— BEGIN DATA ROWS —

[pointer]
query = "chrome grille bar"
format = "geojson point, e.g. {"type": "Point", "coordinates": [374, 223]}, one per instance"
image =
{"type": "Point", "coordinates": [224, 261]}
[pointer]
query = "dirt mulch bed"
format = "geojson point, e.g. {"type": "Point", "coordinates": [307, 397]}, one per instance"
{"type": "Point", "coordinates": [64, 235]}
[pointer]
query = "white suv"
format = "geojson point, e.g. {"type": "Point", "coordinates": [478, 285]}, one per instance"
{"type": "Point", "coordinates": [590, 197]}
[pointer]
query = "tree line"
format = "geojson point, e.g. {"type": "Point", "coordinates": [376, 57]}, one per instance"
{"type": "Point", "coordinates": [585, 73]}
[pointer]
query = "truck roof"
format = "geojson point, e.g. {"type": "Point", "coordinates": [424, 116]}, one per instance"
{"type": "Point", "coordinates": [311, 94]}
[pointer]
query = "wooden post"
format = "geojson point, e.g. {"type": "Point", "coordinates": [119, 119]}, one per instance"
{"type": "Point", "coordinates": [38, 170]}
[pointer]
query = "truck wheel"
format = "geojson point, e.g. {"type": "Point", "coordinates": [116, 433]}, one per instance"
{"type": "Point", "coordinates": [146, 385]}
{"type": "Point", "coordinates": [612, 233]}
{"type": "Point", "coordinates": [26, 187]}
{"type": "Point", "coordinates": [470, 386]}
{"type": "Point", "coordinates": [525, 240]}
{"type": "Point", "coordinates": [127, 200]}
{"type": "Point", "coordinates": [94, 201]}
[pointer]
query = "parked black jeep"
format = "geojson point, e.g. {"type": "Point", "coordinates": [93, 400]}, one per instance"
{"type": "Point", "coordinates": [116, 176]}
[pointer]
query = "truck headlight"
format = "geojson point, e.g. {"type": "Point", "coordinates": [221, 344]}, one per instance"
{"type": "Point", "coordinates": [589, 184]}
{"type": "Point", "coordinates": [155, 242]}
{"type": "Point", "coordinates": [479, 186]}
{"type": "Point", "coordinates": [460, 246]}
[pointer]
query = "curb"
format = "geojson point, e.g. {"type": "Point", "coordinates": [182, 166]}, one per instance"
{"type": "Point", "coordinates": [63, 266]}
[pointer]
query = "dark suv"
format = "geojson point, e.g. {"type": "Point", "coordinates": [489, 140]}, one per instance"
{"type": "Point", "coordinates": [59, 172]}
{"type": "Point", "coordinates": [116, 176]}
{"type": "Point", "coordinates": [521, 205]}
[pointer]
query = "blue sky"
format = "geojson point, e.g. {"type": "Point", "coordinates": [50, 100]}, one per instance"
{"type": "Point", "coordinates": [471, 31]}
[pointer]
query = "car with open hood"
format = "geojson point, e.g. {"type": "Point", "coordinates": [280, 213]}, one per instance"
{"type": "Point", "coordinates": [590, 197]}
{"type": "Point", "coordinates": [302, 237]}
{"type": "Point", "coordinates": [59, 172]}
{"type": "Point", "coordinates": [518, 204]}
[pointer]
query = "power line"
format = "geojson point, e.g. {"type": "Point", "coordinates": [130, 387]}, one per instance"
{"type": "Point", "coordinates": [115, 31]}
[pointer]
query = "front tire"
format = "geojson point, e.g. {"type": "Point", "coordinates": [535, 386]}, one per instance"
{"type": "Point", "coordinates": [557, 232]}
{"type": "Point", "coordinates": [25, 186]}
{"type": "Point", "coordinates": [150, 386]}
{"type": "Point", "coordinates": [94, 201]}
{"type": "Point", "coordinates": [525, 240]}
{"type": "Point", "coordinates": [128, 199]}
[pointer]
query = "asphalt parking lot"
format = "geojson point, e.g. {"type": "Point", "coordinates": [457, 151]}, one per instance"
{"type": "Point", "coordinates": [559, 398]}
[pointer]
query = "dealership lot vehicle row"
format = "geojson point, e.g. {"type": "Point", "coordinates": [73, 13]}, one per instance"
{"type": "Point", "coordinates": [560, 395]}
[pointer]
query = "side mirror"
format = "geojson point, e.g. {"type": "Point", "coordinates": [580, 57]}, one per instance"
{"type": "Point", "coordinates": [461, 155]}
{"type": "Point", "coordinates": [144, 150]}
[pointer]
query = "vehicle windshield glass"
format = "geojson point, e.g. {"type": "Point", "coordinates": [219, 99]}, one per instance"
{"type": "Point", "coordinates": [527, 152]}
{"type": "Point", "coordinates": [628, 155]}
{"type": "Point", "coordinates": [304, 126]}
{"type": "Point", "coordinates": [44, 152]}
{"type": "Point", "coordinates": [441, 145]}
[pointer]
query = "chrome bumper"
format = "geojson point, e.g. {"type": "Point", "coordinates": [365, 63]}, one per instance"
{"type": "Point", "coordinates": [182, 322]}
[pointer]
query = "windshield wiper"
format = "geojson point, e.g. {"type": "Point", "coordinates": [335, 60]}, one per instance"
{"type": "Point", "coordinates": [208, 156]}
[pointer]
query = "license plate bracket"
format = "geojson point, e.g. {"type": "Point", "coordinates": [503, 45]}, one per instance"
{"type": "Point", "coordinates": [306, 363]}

— END DATA ROWS —

▸ **GIVEN PROBLEM**
Tally the lines in the data above that contain the string "chrome" and give only the number.

▸ **SOLUTION TO THIS EXERCISE**
2